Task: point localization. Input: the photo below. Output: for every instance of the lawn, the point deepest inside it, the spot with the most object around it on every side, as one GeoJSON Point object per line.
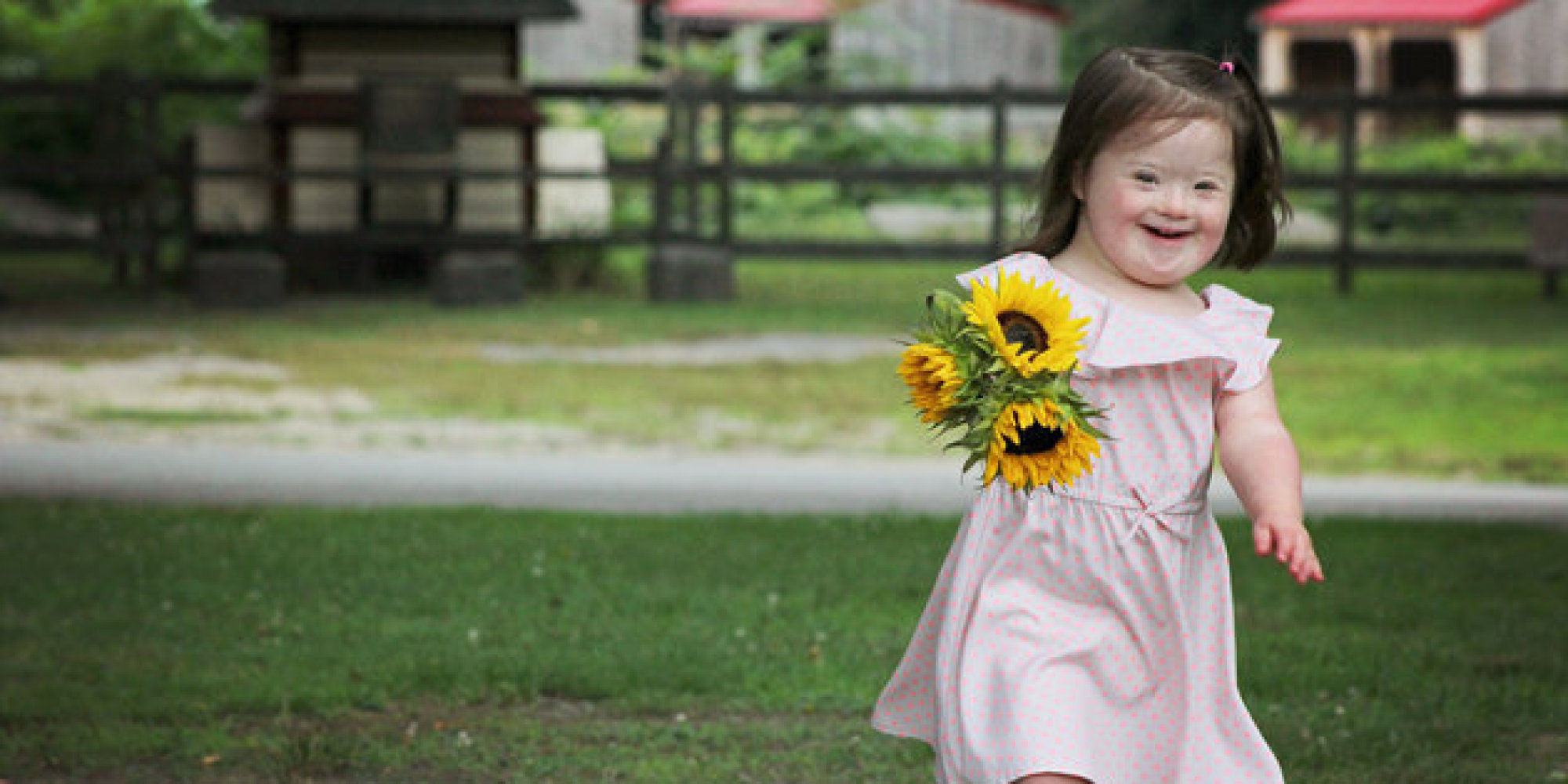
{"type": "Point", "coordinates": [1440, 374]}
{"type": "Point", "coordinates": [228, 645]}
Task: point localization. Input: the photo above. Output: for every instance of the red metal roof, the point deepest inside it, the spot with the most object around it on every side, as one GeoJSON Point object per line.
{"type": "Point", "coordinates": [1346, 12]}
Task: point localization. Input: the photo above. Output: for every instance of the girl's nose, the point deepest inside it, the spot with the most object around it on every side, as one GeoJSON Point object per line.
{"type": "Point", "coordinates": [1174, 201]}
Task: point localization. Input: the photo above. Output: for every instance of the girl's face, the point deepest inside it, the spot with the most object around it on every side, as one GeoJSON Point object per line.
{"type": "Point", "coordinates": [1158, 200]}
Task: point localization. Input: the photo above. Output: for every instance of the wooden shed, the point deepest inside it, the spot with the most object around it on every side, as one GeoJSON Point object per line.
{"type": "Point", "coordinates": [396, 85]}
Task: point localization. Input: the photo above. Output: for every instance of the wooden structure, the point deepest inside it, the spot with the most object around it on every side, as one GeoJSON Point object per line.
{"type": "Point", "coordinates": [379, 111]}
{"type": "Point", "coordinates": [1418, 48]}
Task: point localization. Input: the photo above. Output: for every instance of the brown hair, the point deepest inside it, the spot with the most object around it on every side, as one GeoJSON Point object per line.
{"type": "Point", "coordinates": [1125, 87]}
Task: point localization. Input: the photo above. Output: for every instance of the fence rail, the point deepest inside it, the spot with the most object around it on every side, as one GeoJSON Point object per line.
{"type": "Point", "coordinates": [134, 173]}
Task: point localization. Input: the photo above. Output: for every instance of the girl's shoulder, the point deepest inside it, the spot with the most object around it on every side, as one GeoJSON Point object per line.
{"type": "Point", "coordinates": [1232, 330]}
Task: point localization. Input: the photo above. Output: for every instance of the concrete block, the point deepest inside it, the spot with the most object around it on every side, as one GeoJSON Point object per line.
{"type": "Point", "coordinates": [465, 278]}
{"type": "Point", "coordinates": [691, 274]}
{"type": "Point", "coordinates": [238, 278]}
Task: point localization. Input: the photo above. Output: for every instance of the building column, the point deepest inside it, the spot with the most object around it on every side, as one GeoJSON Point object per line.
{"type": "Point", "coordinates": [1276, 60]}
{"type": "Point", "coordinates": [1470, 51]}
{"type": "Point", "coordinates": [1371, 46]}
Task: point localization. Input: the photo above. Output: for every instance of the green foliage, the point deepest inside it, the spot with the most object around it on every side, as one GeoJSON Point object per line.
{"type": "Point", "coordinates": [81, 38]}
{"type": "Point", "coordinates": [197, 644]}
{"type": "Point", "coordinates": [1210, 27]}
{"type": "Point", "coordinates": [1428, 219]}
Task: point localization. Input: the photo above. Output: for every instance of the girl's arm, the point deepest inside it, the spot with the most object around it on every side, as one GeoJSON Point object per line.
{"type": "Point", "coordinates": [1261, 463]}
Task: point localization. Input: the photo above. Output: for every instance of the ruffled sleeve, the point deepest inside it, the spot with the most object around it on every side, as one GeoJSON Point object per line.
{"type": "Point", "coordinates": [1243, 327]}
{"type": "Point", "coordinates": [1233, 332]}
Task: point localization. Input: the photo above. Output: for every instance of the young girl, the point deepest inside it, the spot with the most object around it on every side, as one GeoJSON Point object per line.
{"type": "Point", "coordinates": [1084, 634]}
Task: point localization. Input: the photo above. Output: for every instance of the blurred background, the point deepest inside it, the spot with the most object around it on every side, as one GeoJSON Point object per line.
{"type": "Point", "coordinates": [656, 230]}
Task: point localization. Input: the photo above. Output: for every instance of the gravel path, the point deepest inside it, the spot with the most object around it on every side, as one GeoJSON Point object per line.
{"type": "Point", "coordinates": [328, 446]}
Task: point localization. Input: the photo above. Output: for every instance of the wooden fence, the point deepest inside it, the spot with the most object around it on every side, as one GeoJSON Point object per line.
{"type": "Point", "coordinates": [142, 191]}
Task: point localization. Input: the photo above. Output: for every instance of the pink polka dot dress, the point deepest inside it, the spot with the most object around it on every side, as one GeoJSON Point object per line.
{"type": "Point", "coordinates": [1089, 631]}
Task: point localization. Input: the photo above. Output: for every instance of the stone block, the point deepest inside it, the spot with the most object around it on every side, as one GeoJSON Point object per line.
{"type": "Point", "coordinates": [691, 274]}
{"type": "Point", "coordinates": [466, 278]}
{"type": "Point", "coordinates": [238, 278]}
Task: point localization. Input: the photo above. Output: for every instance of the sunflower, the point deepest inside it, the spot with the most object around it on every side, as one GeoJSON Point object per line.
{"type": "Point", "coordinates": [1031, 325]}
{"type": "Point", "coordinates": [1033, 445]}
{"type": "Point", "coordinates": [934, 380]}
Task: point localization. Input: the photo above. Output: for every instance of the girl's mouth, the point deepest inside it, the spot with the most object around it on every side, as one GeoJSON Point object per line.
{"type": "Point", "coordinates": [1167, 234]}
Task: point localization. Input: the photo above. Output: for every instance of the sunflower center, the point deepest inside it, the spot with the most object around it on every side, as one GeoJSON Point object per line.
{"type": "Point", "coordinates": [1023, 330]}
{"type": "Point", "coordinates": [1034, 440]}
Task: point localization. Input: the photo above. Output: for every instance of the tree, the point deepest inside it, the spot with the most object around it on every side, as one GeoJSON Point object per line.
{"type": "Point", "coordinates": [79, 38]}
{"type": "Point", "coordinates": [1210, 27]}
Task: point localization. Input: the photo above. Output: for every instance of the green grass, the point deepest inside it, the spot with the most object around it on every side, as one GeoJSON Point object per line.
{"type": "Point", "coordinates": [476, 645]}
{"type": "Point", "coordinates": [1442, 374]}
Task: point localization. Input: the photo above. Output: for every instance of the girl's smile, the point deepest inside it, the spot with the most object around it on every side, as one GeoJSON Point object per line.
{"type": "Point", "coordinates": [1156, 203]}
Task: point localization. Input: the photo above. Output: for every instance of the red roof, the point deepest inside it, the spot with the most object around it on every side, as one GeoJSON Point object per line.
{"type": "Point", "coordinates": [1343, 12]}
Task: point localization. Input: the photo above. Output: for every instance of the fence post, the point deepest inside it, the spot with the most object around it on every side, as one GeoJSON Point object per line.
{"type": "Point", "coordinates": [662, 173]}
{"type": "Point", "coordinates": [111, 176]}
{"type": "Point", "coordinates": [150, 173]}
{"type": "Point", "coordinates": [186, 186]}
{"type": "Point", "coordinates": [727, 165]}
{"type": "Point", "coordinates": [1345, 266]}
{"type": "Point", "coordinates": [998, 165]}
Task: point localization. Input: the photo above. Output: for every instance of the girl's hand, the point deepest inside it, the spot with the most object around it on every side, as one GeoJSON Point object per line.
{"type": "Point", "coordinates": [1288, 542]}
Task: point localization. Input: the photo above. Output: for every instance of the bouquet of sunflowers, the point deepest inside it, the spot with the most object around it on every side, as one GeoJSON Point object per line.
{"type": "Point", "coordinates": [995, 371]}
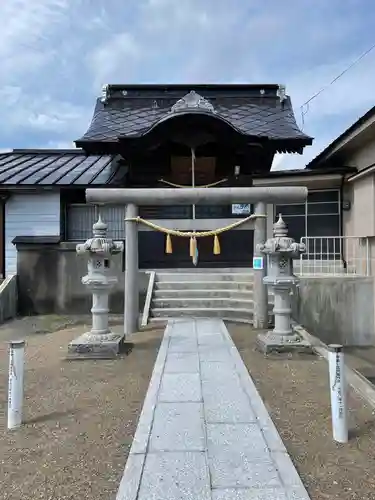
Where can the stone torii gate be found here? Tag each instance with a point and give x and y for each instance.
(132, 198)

BRIEF | Copy out the material above in full and exactly, but with no pictures.

ANSWER SPACE |
Task: point localization. Input: the photo below. Output: for every instance of the lawn, the point deepest inside it, the spot with the most object around it on every side, as one GeoJSON Point object per line.
{"type": "Point", "coordinates": [1440, 374]}
{"type": "Point", "coordinates": [228, 645]}
Task: point localization. Input: the photo above. Output: for every instance of the red metal roof, the point deepest inside it, the spot with the most object around it on every side, as one GeoJSON Point object per line.
{"type": "Point", "coordinates": [1346, 12]}
Task: point localization. Input: the photo above. Output: for every instance of the girl's nose, the point deepest inside it, the spot with the most object around it on every side, as one GeoJSON Point object per line.
{"type": "Point", "coordinates": [1174, 201]}
Task: point localization. Input: the photo above. Output: for every instance of the girl's face, the point deepest inside it, the spot with the most object around it on every side, as one GeoJSON Point object per line.
{"type": "Point", "coordinates": [1158, 200]}
Task: point localization. Input: the photo above. Output: for every instance of the wooden shed, the point deepest inside it, the spot with the most object around it on every side, as one GeoJSON Point object per line.
{"type": "Point", "coordinates": [396, 85]}
Task: point localization. Input: the photo above. Output: for every instance of the wooden structure, the point deepest inside it, the spot with the most object around it on every side, as one GeoJSON Point object per line.
{"type": "Point", "coordinates": [379, 111]}
{"type": "Point", "coordinates": [1418, 48]}
Task: point localization. Input: the photo above. Output: for every instance of the brown hair, the point deepest inside it, the spot with the most object around it on every side, as one GeoJSON Point object per line.
{"type": "Point", "coordinates": [1125, 87]}
Task: point localization. Input: the photo above. Output: for every instance of the fence rail, the point deepest inside it, the spot with the most object around it on every side, as one GeoJSON Point object per line.
{"type": "Point", "coordinates": [134, 173]}
Task: point localization. Input: the photo above. Output: for every instance of the girl's shoulder, the point deepest inside it, the spot with the most object around it on every side, as one GeoJSON Point object per line.
{"type": "Point", "coordinates": [1232, 330]}
Task: point localization. Input: the photo above. Output: for every instance of the concrete block, the point deepest inside it, the spot with the most object around it on every side, as one GeoJSON Point object per line.
{"type": "Point", "coordinates": [465, 278]}
{"type": "Point", "coordinates": [691, 274]}
{"type": "Point", "coordinates": [238, 278]}
Task: point localization. Input: the photo above. Output: for every instance of the building column, the point deepest inside it, the spot with the most object around it on every side, as one GeoJSON Point object per line.
{"type": "Point", "coordinates": [1276, 60]}
{"type": "Point", "coordinates": [1470, 51]}
{"type": "Point", "coordinates": [1371, 46]}
Task: point localization. Input: the photo above. Output: for every instance of the green foliage, the point deepest inside it, the spot with the most object around it on every side, as one GeoJSON Point object per line.
{"type": "Point", "coordinates": [81, 38]}
{"type": "Point", "coordinates": [197, 644]}
{"type": "Point", "coordinates": [1210, 27]}
{"type": "Point", "coordinates": [1428, 219]}
Task: point localization. Input: the photo above. Output: for every instance of the girl's arm, the point deepest inside it, the spot with the most object around it on every side, as one GeoJSON Point object per line.
{"type": "Point", "coordinates": [1261, 463]}
Task: point localization. Input: the photo above. Output: for every instance of the ruffled sleeve, the point deepest inside it, the spot with the most object around it on every side, as one GeoJSON Point object per line.
{"type": "Point", "coordinates": [1243, 327]}
{"type": "Point", "coordinates": [1233, 332]}
Task: point localization. Input: the photo above. Output: for every instance of the young girl, the point deepest inside it, the spot with the most object around it on every side, as one GeoJSON Point object per line.
{"type": "Point", "coordinates": [1084, 634]}
Task: point localization. Input: the photo above. Output: for every instance of the blurred background, the point deepest inside it, the spot with the most object around it on every side, as one GeoJSON Point object per line.
{"type": "Point", "coordinates": [656, 230]}
Task: point localization. Input: the photo above. Output: for every instance of the gravel path, the point deepest inside it, the spot with the most object around it on every side, as one GeoJSON Point object per line.
{"type": "Point", "coordinates": [328, 446]}
Task: point localization. Input: the photo above. Output: for every instance of the wooden fence, the point deepest inside it, the spot with the most object around it on every side, as one GeoJSON Point object per line.
{"type": "Point", "coordinates": [142, 191]}
Task: point localization. Input: the photo above. Output: for every instance of the pink polka dot dress, the point deepest inside it, the spot with the most object around it on every side, as one GeoJSON Point object per line.
{"type": "Point", "coordinates": [1089, 631]}
Task: point localization. Input: the photo above. Output: for every instance of the stone block, the point deepest inside it, the spot with the most object around it on every side, as one GeoJSON Point object per line.
{"type": "Point", "coordinates": [691, 274]}
{"type": "Point", "coordinates": [466, 278]}
{"type": "Point", "coordinates": [238, 278]}
Task: point localization. Input: the photo above. Output: for every instance of the sunflower, the point deepest inside it, the spot with the most object around it on every side, as one GeoJSON Point object per line.
{"type": "Point", "coordinates": [1031, 325]}
{"type": "Point", "coordinates": [1033, 445]}
{"type": "Point", "coordinates": [934, 380]}
Task: point localization. Input: the photo above. Output: for every instance of the girl's mouth, the point deepest inside it, the spot with the most object around it on every side, as one GeoJSON Point object per line.
{"type": "Point", "coordinates": [1167, 234]}
Task: point localization. Input: the photo above. Output: for every instance of the sunflower center, the point deepest inside it, the spot with the most object around it on every side, as one GeoJSON Point object per line.
{"type": "Point", "coordinates": [1023, 330]}
{"type": "Point", "coordinates": [1034, 440]}
Task: point localization. Input: the photo above. Output: for every instance of the tree, the point deepest inside it, the spot with the most object around it on every side, as one GeoJSON Point object per line.
{"type": "Point", "coordinates": [79, 38]}
{"type": "Point", "coordinates": [1210, 27]}
Task: point localization. Input: the photo above. Output: for every instance of the green grass, the point deepest inside it, the spot with the most object around it on every side, as one GeoJSON Point object per line.
{"type": "Point", "coordinates": [476, 645]}
{"type": "Point", "coordinates": [1442, 374]}
Task: point localization. Input: the photo above. Output: for every instance of the girl's smile, the point deepest inside it, the spot with the most object around it on every side, as one GeoJSON Point object per line.
{"type": "Point", "coordinates": [1156, 203]}
Task: point localization. Input: the photo above. Output: for every instance of the red roof, the point deepest inside it, the spot with the most object around it on every side, as one GeoJSON Point object per line.
{"type": "Point", "coordinates": [1343, 12]}
Task: point localization. Input: the photo above. Output: for every instance of the fence post, the point deepest inside it, the spot with the most object around it on every side, as one GeoJSON Point object per line.
{"type": "Point", "coordinates": [662, 173]}
{"type": "Point", "coordinates": [111, 176]}
{"type": "Point", "coordinates": [150, 173]}
{"type": "Point", "coordinates": [186, 186]}
{"type": "Point", "coordinates": [727, 165]}
{"type": "Point", "coordinates": [1345, 266]}
{"type": "Point", "coordinates": [998, 165]}
Task: point localization. Input: the photo above. Output: for every instance of the girl's hand, the point deepest inside it, the spot with the most object around it on every side, as one GeoJSON Point object per line.
{"type": "Point", "coordinates": [1288, 542]}
Task: point localization. Input: the photo above. Output: for every instance of the bouquet of sunflowers, the point deepest inside it, the spot with the most object around it on every side, as one GeoJSON Point object per line.
{"type": "Point", "coordinates": [995, 371]}
Where can the stone torii gate be found here? Tag each instance with a point and give x and y for each instance.
(132, 198)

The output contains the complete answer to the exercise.